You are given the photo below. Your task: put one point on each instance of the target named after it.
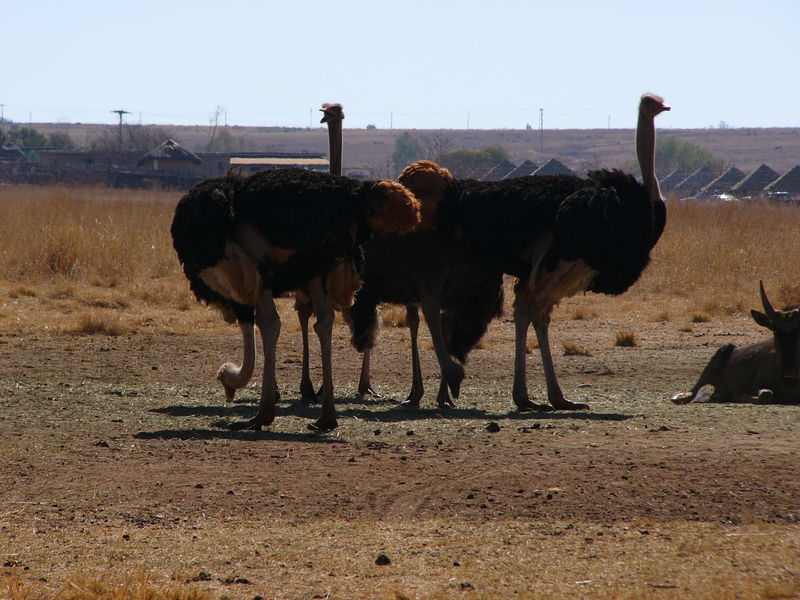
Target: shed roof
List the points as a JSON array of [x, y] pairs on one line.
[[169, 149], [789, 182], [499, 171], [756, 181], [724, 182], [525, 168], [695, 182], [280, 162], [553, 167], [670, 181]]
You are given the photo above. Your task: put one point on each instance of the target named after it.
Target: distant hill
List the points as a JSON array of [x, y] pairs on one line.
[[578, 149]]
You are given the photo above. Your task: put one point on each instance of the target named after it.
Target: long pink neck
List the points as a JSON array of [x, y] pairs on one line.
[[646, 153], [335, 145]]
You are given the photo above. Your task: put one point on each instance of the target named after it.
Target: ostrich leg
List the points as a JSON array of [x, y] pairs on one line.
[[451, 371], [302, 305], [417, 389], [324, 330], [269, 323], [554, 394], [233, 377], [364, 384]]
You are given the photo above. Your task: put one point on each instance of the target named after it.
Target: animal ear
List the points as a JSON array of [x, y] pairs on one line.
[[392, 208], [761, 319], [428, 182]]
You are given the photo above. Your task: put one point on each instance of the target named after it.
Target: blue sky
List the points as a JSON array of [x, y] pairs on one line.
[[402, 64]]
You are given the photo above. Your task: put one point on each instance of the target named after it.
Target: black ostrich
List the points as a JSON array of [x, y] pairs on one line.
[[459, 293], [560, 235], [244, 241]]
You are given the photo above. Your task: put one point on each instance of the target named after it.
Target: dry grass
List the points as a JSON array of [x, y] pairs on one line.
[[572, 349], [626, 339], [68, 249]]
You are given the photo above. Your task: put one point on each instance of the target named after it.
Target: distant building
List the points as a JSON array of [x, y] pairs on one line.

★ ★ ★ ★ ★

PROBLEM DETAILS :: Write out the listing above word for word, from start to finish, but leave out the picture.

PROBLEM SOLUTION ::
You are given the photo below. Your task: put one point on each instance of the target named after it.
Target: shed roof
List the points as a JSON array of [x, y] pairs on one line.
[[169, 149], [789, 182], [499, 171], [756, 181], [724, 182], [525, 168], [695, 182], [280, 162], [553, 167], [670, 181]]
You are given the photo above. Your task: put one point on each instance of the target named after it.
Target: distant hill
List the points as a JSON array of [x, y] pairs on one line.
[[578, 149]]
You are given the photo above. Your task: put one point on each instance of the target named after it.
Target: long pink neck
List the points as a JSON array of [x, y] pairs on one line.
[[646, 153], [335, 145]]
You are given the photo above. Your task: put one point on each instance of the target named after it.
Target: ostrich leg
List the points as a JSON array of [x, y] pairs on one line.
[[451, 371], [302, 305], [417, 389], [324, 330], [269, 323], [554, 394], [233, 377], [364, 384]]
You are given the photo above. Your task: put one point on each instance of the target named after it.
Target: animal ear
List the points as a JSON array of [x, y] pairs on one line.
[[392, 208], [761, 319], [428, 182]]
You are given the photo above. Your task: put one point on each instance of the target named after it.
Target: blue sky
List the points as a JSON array of [x, y] pairs on one line.
[[402, 64]]
You are given the photo above. Your task: put one point on each instance of the target named after it.
Target: black ostrich
List the points as a JSON array of [x, y] pairs on one line.
[[459, 293], [560, 235], [244, 241]]
You are given the photo above. Your task: put one point on each instance of the target named after it.
Target: dry grass
List the points as a JSON array of [x, y] pairs on one line.
[[572, 349], [626, 339], [68, 249]]
You are given the photo above. Your task: put one point on each instance of the target named after it.
Target: distant building
List the points as a JSON array of [x, y] pairs on one line.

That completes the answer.